##### DATA FOR THE TASK

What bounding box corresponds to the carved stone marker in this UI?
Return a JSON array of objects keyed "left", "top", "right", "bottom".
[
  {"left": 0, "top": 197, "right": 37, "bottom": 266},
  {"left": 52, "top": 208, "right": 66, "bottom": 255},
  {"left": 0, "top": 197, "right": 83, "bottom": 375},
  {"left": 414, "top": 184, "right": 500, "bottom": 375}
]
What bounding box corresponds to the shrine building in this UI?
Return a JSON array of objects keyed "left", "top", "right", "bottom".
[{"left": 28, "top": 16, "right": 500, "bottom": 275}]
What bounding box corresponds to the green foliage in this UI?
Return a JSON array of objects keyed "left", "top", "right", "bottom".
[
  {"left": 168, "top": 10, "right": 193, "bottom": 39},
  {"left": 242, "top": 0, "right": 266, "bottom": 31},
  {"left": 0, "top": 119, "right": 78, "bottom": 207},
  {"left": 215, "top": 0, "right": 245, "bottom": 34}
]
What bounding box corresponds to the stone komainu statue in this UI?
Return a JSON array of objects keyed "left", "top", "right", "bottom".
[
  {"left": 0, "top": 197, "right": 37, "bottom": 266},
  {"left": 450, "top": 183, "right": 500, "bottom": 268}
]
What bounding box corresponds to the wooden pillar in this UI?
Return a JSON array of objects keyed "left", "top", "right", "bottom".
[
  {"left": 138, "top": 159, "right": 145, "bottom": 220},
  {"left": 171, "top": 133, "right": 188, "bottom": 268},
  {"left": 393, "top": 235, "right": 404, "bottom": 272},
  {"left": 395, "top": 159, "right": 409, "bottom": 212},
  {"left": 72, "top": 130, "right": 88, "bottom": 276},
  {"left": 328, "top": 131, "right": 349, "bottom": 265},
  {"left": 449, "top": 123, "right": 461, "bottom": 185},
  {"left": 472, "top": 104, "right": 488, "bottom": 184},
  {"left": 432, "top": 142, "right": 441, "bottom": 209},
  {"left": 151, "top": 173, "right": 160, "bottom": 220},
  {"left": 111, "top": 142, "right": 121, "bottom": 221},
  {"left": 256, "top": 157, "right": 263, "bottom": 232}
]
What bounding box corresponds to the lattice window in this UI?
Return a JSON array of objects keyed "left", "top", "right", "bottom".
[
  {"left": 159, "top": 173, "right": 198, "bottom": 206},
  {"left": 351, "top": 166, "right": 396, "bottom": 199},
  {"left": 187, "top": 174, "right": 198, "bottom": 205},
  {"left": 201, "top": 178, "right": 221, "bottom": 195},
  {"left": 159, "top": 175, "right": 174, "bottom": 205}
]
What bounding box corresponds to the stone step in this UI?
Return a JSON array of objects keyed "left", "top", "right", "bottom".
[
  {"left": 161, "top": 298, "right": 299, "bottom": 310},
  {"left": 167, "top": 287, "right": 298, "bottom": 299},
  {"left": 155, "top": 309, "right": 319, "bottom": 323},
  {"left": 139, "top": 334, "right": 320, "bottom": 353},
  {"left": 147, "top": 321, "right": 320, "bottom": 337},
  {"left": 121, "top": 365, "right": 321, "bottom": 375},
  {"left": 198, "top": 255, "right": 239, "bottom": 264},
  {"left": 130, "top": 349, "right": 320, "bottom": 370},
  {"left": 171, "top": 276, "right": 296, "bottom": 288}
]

##########

• WHAT YOU HAVE TO DO: Please filter the entries for the word "stone" and copy the lines that have it.

• WRITTEN ANSWER:
What bounding box corresponds to the carved stone marker in this UI?
What bounding box corresponds to the stone komainu statue in this UI?
What bounding box corresponds to the stone step in this UI?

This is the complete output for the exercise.